**Provided passage**
____

NETWORK PROGRAMMING IN PYTHON

Implementing Web Scraping

Let's try to extract some data from the e-commerce giant, Amazon. Let's search for "Protien Bars" and related products, and then we will scrape data from the search results that we get.

Example of Web Scraping


Above we have a screenshot of the webpage, with the search results. Now the first step will be to indentify the HTML tag which holds the data that we want to scrape.

  • For Item Name: Right click on Product Name → Inspect element
  • For Item Price: Right click on Product Price → Inspect element

For item price below HTML tag has been used:

<span class="a-size-base a-color-price a-text-bold">

So, inside span tag we have to look for class attribute with value a-size-base a-color-price a-text-bold.

Similarly for item name, following HTML tag is used:

<h2 class="a-size-medium s-inline s-access-title a-text-normal" ...>
    ITEM_NAME
</h2>

Now, let's code write the program/script for extracting the data.

____

**Listed records**
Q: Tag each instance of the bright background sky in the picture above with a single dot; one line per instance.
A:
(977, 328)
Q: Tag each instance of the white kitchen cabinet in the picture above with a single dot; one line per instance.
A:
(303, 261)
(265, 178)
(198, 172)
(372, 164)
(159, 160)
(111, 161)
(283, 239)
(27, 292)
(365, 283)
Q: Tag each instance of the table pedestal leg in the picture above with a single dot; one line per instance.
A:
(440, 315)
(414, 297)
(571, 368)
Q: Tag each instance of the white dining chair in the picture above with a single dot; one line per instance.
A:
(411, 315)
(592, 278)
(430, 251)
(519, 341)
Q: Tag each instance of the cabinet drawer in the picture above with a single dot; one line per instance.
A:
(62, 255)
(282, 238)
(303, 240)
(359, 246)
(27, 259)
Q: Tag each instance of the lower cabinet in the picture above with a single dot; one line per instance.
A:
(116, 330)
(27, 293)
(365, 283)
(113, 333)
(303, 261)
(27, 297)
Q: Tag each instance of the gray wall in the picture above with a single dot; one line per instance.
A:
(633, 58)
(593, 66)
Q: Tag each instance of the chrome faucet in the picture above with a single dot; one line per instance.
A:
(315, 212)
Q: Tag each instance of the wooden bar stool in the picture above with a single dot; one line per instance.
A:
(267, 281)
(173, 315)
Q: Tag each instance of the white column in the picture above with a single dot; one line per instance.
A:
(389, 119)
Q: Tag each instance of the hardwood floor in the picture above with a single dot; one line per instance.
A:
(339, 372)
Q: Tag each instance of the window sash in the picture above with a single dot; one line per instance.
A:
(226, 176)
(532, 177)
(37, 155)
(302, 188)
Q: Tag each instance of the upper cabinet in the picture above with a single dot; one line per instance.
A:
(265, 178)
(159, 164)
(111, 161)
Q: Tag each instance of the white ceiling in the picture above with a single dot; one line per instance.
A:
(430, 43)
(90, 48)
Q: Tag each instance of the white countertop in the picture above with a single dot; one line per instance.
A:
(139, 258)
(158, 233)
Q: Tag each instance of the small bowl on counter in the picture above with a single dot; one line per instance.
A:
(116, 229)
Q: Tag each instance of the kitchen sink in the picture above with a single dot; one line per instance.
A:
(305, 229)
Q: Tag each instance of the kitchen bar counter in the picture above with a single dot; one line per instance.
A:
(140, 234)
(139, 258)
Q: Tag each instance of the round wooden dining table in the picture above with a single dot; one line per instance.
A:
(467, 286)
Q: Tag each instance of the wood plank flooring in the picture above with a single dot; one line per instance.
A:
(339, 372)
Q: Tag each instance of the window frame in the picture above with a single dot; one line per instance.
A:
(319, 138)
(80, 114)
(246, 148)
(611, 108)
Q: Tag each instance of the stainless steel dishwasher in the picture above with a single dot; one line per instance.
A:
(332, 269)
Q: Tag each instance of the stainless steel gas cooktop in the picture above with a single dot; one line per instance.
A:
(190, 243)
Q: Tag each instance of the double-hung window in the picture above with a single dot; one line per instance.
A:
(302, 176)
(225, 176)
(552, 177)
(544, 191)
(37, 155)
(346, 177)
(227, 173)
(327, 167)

____

**Brief**
Copy the stretch of the web scraping text from "Above we have" through "want to scrape.", swapping "screenshot" for "snapshot".

**Exercise output**
Above we have a snapshot of the webpage, with the search results. Now the first step will be to indentify the HTML tag which holds the data that we want to scrape.